▸ **Extract**:

○ ○ ○ ○

But yes, MIL has never worked a day in her life, grew up very well off, is a control freak (like refolds my bathrooms towels while she uses my bathrooms) and is used to getting her way by throwing money at any situation. Or in this case, tears because of potentially dying in the next 8 weeks because of Isis.
@abberson I'm glad I'm not the only one who thought the Isis card was just plain ridiculous!!
Oh, it's beyond ridiculous. As if knowing the name of an unborn grandchild would mean that dying because of a random ISIS attack would be any less terrible?
I get asked constantly about names etc. we don't plan to name her until she's born. We feel it's a big decision and would rather see her before determining the name. Also, to be honest, we haven't even got a list started. I do, and we plan to swap the lists to narrow it down to one list but DH hasn't made his yet so when I say I don't know. I really don't know! I think some people like to give name gifts. Which can be sweet but if the name changes...then what do you do with those items if you can't return them? Anyways, all that to say I agree about not liking the pressure of having and sharing a name before the baby is born.

○ ○ ○ ○

▸ **Parts of the exercise**:
**A)** According to the thread, what does the mother-in-law refold while she uses the writer's bathrooms?
**B)** Say whether each statement agrees with the thread, quoting the words that decide it: (i) The mother-in-law grew up very well off. (ii) The writer of the last post plans to name the baby before she is born. (iii) The mother-in-law has worked for many years.
**C)** List every trait that the first post in the thread gives the mother-in-law.

○ ○ ○ ○

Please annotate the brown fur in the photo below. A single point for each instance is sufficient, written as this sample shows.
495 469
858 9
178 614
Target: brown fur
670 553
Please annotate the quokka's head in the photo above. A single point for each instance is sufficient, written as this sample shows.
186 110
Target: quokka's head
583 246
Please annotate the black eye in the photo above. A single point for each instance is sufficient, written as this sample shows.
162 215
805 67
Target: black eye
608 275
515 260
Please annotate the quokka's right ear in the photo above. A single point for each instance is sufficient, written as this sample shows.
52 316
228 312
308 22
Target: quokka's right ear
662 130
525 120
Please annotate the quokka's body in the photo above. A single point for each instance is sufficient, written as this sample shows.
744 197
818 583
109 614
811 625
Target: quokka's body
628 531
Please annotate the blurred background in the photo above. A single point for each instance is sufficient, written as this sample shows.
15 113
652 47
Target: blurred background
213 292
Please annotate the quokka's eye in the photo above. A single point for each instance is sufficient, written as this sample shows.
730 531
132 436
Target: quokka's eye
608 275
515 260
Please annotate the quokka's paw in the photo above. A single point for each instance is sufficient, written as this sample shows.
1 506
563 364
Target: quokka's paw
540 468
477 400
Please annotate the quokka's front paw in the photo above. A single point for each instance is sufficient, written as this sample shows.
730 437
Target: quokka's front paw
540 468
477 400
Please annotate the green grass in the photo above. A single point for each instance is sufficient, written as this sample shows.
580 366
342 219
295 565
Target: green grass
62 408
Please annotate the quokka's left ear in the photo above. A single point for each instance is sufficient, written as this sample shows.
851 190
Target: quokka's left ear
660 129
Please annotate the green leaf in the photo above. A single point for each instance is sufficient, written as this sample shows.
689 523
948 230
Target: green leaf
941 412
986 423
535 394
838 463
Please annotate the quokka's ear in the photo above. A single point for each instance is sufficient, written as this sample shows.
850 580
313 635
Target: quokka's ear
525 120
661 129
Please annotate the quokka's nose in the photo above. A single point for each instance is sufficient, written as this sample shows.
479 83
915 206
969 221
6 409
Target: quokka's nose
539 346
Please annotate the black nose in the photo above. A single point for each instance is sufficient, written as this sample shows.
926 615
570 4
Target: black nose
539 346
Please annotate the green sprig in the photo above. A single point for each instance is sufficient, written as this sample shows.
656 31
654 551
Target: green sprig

○ ○ ○ ○

▸ **Responses for each task**:
**A)** The towels in the writer's bathrooms.

**B)**
(i) Yes: "grew up very well off".
(ii) No: "we don't plan to name her until she's born".
(iii) No: "MIL has never worked a day in her life".

**C)**
- She has never worked a day in her life.
- She grew up very well off.
- She is a control freak.
- She is used to getting her way by throwing money at any situation.